> Job: Format the data below as a numbered list, leaving out any blank lines.

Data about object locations

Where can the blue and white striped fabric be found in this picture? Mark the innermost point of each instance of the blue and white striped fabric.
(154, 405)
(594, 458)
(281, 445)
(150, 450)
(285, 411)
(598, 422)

> The output:
1. Where can the blue and white striped fabric be found in this picture? Mark the innermost point of each instance of the blue and white striped fabric.
2. (154, 405)
3. (594, 458)
4. (281, 445)
5. (150, 450)
6. (285, 411)
7. (598, 422)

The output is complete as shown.